## Information shown
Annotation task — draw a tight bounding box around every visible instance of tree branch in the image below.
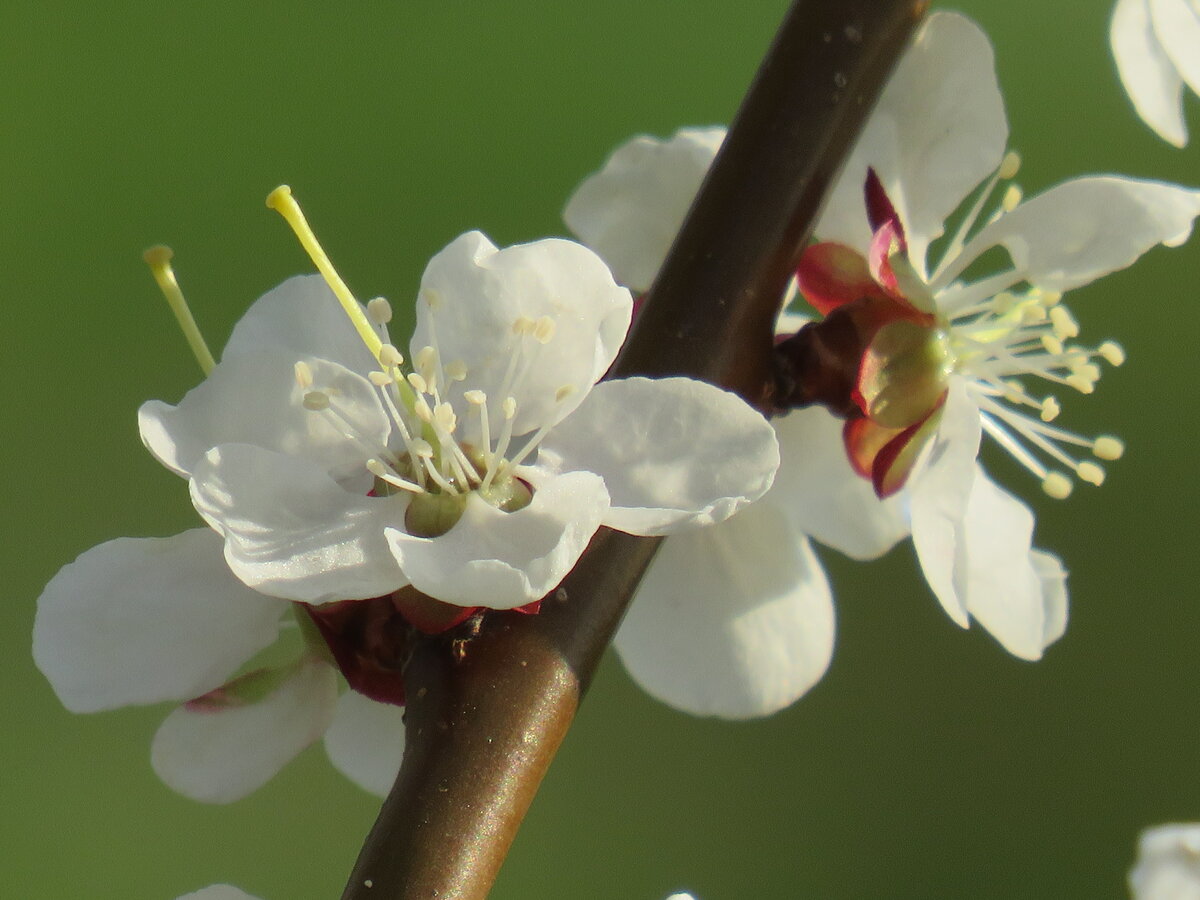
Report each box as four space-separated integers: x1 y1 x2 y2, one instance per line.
341 1 927 897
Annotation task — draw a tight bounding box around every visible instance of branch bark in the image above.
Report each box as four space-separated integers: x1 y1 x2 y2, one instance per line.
341 1 927 896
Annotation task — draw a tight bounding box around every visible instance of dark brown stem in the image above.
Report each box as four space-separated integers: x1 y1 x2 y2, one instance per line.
341 1 926 897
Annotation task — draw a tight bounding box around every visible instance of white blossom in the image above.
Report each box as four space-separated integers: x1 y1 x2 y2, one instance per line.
142 211 779 612
567 11 1200 682
33 529 405 803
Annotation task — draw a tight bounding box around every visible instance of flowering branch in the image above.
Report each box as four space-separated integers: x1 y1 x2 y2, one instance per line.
340 1 927 897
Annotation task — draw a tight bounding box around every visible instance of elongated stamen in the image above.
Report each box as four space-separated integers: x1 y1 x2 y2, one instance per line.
143 245 217 376
365 458 424 494
266 186 385 364
931 151 1020 285
482 397 518 491
506 384 578 470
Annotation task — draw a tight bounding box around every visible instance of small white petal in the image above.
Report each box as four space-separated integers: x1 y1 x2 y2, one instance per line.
151 658 338 804
537 377 779 536
945 176 1200 292
1113 0 1189 146
324 690 406 797
908 381 983 628
1150 0 1200 100
1031 550 1069 649
176 887 264 900
1130 824 1200 900
412 232 632 440
33 530 284 714
616 501 834 719
140 352 389 481
222 274 379 375
818 11 1009 265
563 127 726 292
956 469 1058 660
386 471 610 609
770 405 910 560
190 444 409 604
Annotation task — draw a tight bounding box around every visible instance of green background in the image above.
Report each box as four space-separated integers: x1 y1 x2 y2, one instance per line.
3 2 1197 897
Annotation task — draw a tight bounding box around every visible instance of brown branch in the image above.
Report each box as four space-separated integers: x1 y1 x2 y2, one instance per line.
341 1 927 897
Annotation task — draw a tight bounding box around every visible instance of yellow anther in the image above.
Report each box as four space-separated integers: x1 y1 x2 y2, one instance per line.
294 361 314 389
367 297 393 325
1093 436 1125 460
407 372 428 394
1002 184 1023 211
502 396 517 419
410 439 434 459
1041 472 1073 499
998 150 1022 180
1021 304 1047 324
993 291 1018 312
1040 397 1061 422
420 288 443 309
1073 363 1102 382
368 371 391 387
463 389 486 405
533 316 556 344
1077 461 1105 486
1099 341 1126 366
555 384 577 402
414 397 433 422
1066 374 1095 394
1049 306 1080 339
415 345 437 375
302 390 330 411
445 360 468 382
142 244 217 376
379 344 404 368
1041 334 1064 355
265 185 384 363
1038 290 1063 308
512 316 535 335
433 403 457 433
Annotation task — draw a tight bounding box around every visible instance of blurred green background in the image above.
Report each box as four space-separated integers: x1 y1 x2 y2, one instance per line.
3 1 1197 897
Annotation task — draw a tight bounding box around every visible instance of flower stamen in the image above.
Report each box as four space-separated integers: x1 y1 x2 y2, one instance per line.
142 245 217 376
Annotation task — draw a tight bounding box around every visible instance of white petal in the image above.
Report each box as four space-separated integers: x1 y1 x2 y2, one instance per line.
190 444 409 604
1113 0 1189 147
140 352 389 480
908 381 982 628
615 501 834 719
412 231 632 440
770 405 909 559
151 657 338 803
1031 550 1069 649
385 471 610 609
563 127 726 292
1150 0 1200 98
222 274 379 374
957 469 1055 660
1130 824 1200 900
33 530 284 714
324 690 405 797
817 11 1009 266
945 176 1200 292
536 377 779 536
176 887 264 900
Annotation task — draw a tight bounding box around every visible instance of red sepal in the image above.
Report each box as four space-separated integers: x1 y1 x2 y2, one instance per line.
796 242 888 315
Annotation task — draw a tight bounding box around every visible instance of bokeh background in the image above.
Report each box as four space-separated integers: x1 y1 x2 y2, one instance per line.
3 1 1197 897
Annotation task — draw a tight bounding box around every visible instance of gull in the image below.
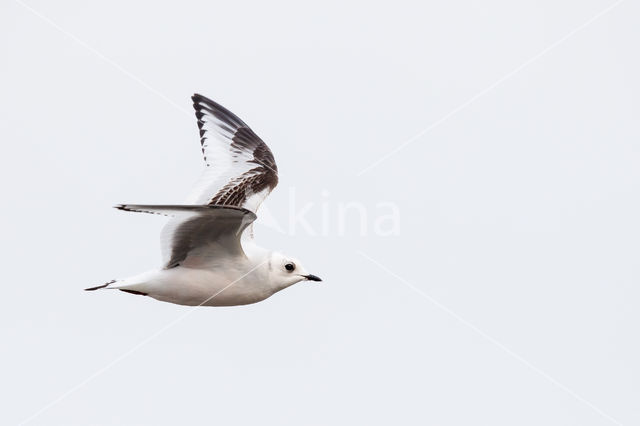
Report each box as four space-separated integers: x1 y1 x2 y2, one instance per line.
86 94 321 306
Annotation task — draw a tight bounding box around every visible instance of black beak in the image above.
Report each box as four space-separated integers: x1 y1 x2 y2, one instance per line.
304 274 322 282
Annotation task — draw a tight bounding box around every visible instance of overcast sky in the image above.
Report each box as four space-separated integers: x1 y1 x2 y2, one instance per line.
1 0 639 425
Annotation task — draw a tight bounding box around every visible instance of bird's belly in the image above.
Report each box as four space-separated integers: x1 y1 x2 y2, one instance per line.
147 268 272 307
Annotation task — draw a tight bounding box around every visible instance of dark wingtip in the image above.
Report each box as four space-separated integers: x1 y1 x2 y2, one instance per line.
192 93 209 108
120 289 148 296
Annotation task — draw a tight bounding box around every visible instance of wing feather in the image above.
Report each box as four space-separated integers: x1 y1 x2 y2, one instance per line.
116 204 256 268
117 95 278 268
185 94 279 216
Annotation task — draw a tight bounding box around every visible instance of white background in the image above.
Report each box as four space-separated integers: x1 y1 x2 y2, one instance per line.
1 0 639 425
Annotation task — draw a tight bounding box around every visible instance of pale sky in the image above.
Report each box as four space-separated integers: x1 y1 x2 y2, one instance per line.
1 0 639 425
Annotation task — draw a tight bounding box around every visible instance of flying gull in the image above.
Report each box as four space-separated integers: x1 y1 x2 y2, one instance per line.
86 94 321 306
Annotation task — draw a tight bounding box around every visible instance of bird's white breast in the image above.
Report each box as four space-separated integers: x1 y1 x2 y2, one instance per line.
145 261 273 307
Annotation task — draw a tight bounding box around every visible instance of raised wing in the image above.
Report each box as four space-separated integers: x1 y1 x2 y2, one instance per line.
185 94 279 214
116 204 256 269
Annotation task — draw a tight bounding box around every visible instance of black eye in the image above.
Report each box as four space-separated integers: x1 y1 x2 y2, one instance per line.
285 263 295 272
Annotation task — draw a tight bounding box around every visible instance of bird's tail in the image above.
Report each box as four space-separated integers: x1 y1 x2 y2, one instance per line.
85 272 155 295
84 279 148 296
85 279 118 291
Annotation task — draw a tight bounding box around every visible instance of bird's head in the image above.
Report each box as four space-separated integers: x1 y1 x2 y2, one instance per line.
268 252 321 291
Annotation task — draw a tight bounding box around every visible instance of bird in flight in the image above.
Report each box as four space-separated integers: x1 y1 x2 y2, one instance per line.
86 94 321 306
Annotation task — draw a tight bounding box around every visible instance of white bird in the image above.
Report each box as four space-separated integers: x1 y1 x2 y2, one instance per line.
86 94 321 306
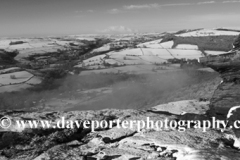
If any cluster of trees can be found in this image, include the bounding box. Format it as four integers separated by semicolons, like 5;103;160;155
233;34;240;49
0;49;19;65
9;41;25;45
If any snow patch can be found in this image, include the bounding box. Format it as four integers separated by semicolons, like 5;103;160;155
91;44;111;53
175;44;199;50
204;50;228;56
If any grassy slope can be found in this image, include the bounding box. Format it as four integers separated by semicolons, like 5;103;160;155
161;35;238;52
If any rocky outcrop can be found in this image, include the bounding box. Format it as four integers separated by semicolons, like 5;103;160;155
0;107;239;160
226;106;240;149
208;75;240;119
206;34;240;119
203;36;240;151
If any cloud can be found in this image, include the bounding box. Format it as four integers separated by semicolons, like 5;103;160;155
110;2;221;14
124;3;159;10
123;3;195;10
186;13;240;26
87;10;94;13
75;10;83;13
197;1;216;5
97;26;135;33
75;10;94;14
160;3;192;7
108;9;120;14
222;0;240;3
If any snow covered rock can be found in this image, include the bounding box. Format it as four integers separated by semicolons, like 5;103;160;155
226;106;240;149
150;100;209;115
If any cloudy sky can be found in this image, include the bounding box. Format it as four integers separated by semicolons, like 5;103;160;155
0;0;240;37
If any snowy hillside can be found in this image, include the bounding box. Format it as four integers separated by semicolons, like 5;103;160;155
176;29;240;37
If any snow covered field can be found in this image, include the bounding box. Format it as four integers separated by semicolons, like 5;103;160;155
137;40;174;49
0;71;42;93
90;44;111;53
79;64;181;75
177;29;240;37
76;46;204;74
137;39;162;48
170;50;203;59
15;46;64;60
174;44;199;50
75;37;96;41
0;67;21;74
204;50;228;56
108;48;202;59
0;38;84;60
0;39;32;49
78;48;203;67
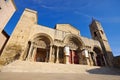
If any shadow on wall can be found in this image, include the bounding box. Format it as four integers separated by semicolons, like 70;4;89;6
114;56;120;68
86;67;120;76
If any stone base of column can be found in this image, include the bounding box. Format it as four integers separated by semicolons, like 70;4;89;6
19;52;25;61
48;60;52;63
86;58;90;66
64;55;70;64
19;56;24;61
56;59;59;63
49;59;54;63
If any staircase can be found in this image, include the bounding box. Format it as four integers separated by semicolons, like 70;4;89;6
1;60;120;74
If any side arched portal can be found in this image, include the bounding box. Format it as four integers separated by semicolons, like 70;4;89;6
93;47;106;66
24;33;53;62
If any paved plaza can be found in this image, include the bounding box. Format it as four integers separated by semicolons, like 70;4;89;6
0;61;120;80
0;72;120;80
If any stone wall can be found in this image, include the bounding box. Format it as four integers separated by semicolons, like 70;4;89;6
0;0;16;57
55;24;80;35
0;30;9;55
0;0;16;33
81;36;102;51
0;8;37;65
114;56;120;68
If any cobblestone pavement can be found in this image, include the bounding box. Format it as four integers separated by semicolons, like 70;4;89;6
0;72;120;80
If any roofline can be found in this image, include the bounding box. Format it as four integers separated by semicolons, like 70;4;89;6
55;24;80;32
25;8;37;14
89;18;101;27
24;8;38;24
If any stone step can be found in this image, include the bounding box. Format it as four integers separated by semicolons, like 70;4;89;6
1;60;120;74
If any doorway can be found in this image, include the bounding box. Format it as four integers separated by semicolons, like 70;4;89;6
35;48;48;62
93;47;105;66
69;50;79;64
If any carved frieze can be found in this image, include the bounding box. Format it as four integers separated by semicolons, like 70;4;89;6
67;41;78;50
54;39;64;47
33;40;47;49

## To do
Starting at the line that has "stem in the image above." in the records above, restate word for word every line until the one that has "flowering branch in the image above.", and include that one as well.

## Exercise answer
Annotation task — draw a tight bounding box around every visible instance of dark brown stem in the image above.
Report each box as four space-separated integers: x1 y1 x2 y2, one instance per line.
341 1 926 897
Annotation task — draw a tight bounding box around every visible instance of white blossom in the image above.
Report each box as four space-separated integers: x1 y1 x2 y2, one instance per line.
142 211 779 612
567 11 1200 682
33 529 405 803
Annotation task — draw a tight bounding box around every visible instance of flowering branch in the image above.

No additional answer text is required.